Work required >> Please write each line of the records below as one string in a JSON list, skipping blank lines and covering every record. Leave the pictures out.
Begin
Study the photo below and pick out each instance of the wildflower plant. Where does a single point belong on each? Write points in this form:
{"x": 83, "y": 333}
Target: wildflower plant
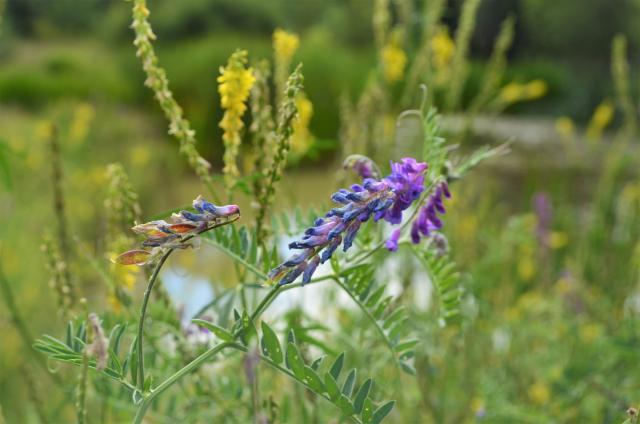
{"x": 410, "y": 198}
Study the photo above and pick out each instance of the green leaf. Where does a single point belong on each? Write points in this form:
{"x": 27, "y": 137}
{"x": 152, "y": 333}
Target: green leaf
{"x": 133, "y": 361}
{"x": 248, "y": 327}
{"x": 337, "y": 366}
{"x": 393, "y": 317}
{"x": 69, "y": 335}
{"x": 271, "y": 344}
{"x": 294, "y": 361}
{"x": 380, "y": 413}
{"x": 313, "y": 380}
{"x": 367, "y": 411}
{"x": 361, "y": 395}
{"x": 345, "y": 405}
{"x": 408, "y": 368}
{"x": 332, "y": 386}
{"x": 347, "y": 388}
{"x": 222, "y": 333}
{"x": 316, "y": 364}
{"x": 406, "y": 345}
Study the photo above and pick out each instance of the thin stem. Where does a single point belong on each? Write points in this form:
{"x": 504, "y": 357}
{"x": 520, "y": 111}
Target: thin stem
{"x": 191, "y": 366}
{"x": 262, "y": 306}
{"x": 20, "y": 325}
{"x": 237, "y": 258}
{"x": 59, "y": 208}
{"x": 372, "y": 319}
{"x": 143, "y": 313}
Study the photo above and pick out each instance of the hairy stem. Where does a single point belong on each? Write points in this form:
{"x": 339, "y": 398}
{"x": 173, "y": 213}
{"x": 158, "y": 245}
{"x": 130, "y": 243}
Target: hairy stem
{"x": 59, "y": 208}
{"x": 143, "y": 313}
{"x": 20, "y": 325}
{"x": 191, "y": 366}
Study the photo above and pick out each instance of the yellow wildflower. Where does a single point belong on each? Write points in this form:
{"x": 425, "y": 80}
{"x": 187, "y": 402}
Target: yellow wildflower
{"x": 140, "y": 155}
{"x": 535, "y": 89}
{"x": 565, "y": 127}
{"x": 123, "y": 275}
{"x": 394, "y": 60}
{"x": 302, "y": 139}
{"x": 557, "y": 239}
{"x": 234, "y": 84}
{"x": 601, "y": 118}
{"x": 539, "y": 393}
{"x": 443, "y": 48}
{"x": 285, "y": 45}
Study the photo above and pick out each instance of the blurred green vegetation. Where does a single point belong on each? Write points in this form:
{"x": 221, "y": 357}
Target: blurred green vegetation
{"x": 552, "y": 313}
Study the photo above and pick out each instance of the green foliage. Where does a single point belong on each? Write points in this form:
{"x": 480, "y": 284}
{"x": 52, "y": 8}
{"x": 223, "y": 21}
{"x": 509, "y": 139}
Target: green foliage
{"x": 350, "y": 404}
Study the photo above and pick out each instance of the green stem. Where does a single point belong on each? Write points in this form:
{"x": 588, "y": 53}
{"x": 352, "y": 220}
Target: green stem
{"x": 191, "y": 366}
{"x": 143, "y": 313}
{"x": 237, "y": 258}
{"x": 372, "y": 319}
{"x": 20, "y": 325}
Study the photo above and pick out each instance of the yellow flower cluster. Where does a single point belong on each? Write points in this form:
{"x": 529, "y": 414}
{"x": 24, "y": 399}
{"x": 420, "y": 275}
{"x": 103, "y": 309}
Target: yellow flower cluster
{"x": 443, "y": 48}
{"x": 302, "y": 139}
{"x": 285, "y": 45}
{"x": 601, "y": 118}
{"x": 515, "y": 92}
{"x": 234, "y": 84}
{"x": 394, "y": 60}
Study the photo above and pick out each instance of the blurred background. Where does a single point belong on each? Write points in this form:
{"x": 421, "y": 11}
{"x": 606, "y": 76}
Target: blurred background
{"x": 547, "y": 237}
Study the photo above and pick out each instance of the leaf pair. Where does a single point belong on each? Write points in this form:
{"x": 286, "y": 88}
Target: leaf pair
End
Full answer >>
[
  "Study the photo below and pick out each instance of the wildflower plant. Where does a single point belong on each? Write points in this form:",
  "{\"x\": 83, \"y\": 333}",
  "Target: wildflower plant",
  "{\"x\": 410, \"y\": 198}",
  "Study the photo above and pick out each instance of the green leaf. Where does a single point belong on each? Write points in this form:",
  "{\"x\": 27, \"y\": 137}",
  "{\"x\": 152, \"y\": 333}",
  "Target: green leaf",
  "{\"x\": 133, \"y\": 361}",
  "{\"x\": 248, \"y\": 327}",
  "{\"x\": 337, \"y\": 366}",
  "{\"x\": 393, \"y\": 317}",
  "{\"x\": 69, \"y\": 335}",
  "{\"x\": 271, \"y\": 344}",
  "{\"x\": 294, \"y\": 361}",
  "{\"x\": 380, \"y\": 413}",
  "{\"x\": 313, \"y\": 380}",
  "{\"x\": 367, \"y\": 411}",
  "{\"x\": 361, \"y\": 395}",
  "{\"x\": 345, \"y\": 405}",
  "{\"x\": 408, \"y\": 368}",
  "{\"x\": 332, \"y\": 386}",
  "{\"x\": 347, \"y\": 388}",
  "{\"x\": 222, \"y\": 333}",
  "{\"x\": 316, \"y\": 364}",
  "{\"x\": 406, \"y\": 345}",
  "Study the photo above and pick out each instance of the thin stem. Where does a single point belong on each? Write points in this form:",
  "{\"x\": 504, \"y\": 357}",
  "{\"x\": 520, \"y\": 111}",
  "Target: thin stem",
  "{\"x\": 191, \"y\": 366}",
  "{\"x\": 262, \"y\": 306}",
  "{\"x\": 20, \"y\": 325}",
  "{\"x\": 237, \"y\": 258}",
  "{\"x\": 59, \"y\": 208}",
  "{\"x\": 372, \"y\": 319}",
  "{\"x\": 143, \"y\": 313}",
  "Study the photo above and pick out each instance of the hairy stem. Where does a single point belong on each? Write points in this form:",
  "{\"x\": 339, \"y\": 398}",
  "{\"x\": 173, \"y\": 213}",
  "{\"x\": 158, \"y\": 245}",
  "{\"x\": 130, \"y\": 243}",
  "Target: hairy stem",
  "{\"x\": 59, \"y\": 208}",
  "{\"x\": 143, \"y\": 313}",
  "{\"x\": 20, \"y\": 325}",
  "{\"x\": 191, \"y\": 366}",
  "Study the photo above and pick out each instance of the yellow wildflower. Where does a single point belong on each? Write points in this form:",
  "{\"x\": 425, \"y\": 80}",
  "{\"x\": 187, \"y\": 402}",
  "Target: yellow wildflower",
  "{\"x\": 140, \"y\": 155}",
  "{\"x\": 535, \"y\": 89}",
  "{\"x\": 565, \"y\": 127}",
  "{\"x\": 123, \"y\": 275}",
  "{\"x\": 394, \"y\": 60}",
  "{\"x\": 302, \"y\": 139}",
  "{\"x\": 557, \"y\": 239}",
  "{\"x\": 234, \"y\": 84}",
  "{\"x\": 601, \"y\": 118}",
  "{\"x\": 539, \"y\": 393}",
  "{\"x\": 443, \"y\": 48}",
  "{\"x\": 285, \"y\": 45}",
  "Study the photo above and pick out each instance of the blurred green vegetation. Where does a single point belong on each? Write points in this form:",
  "{\"x\": 221, \"y\": 357}",
  "Target: blurred green vegetation",
  "{\"x\": 552, \"y\": 313}",
  "Study the photo above and pick out each instance of the green foliage. Where does a single point belong on each? Write points in this form:",
  "{\"x\": 480, \"y\": 284}",
  "{\"x\": 52, \"y\": 8}",
  "{\"x\": 223, \"y\": 21}",
  "{\"x\": 509, \"y\": 139}",
  "Target: green foliage",
  "{\"x\": 350, \"y\": 404}",
  "Study the photo above and pick out each instance of the green stem. Where does a single point belong on each? Write points in this form:",
  "{\"x\": 588, \"y\": 53}",
  "{\"x\": 352, \"y\": 220}",
  "Target: green stem",
  "{\"x\": 191, \"y\": 366}",
  "{\"x\": 143, \"y\": 313}",
  "{\"x\": 237, \"y\": 258}",
  "{\"x\": 372, \"y\": 319}",
  "{\"x\": 20, \"y\": 325}",
  "Study the photo above and pick out each instance of the yellow flower cluster. Where does a single point belong on each? Write points in this form:",
  "{\"x\": 529, \"y\": 414}",
  "{\"x\": 24, \"y\": 399}",
  "{\"x\": 420, \"y\": 275}",
  "{\"x\": 103, \"y\": 309}",
  "Target: yellow flower cluster",
  "{\"x\": 443, \"y\": 48}",
  "{\"x\": 302, \"y\": 139}",
  "{\"x\": 285, \"y\": 45}",
  "{\"x\": 601, \"y\": 118}",
  "{\"x\": 515, \"y\": 92}",
  "{\"x\": 234, \"y\": 84}",
  "{\"x\": 394, \"y\": 60}",
  "Study the photo above and pick out each instance of the blurred background. Where does a single point belong on each? Write points in this form:",
  "{\"x\": 421, \"y\": 11}",
  "{\"x\": 606, \"y\": 76}",
  "Target: blurred background",
  "{\"x\": 547, \"y\": 237}",
  "Study the photo above and pick out each instance of the leaf pair. Where does a single point belong on each? Write points in this form:",
  "{\"x\": 286, \"y\": 88}",
  "Target: leaf pair"
]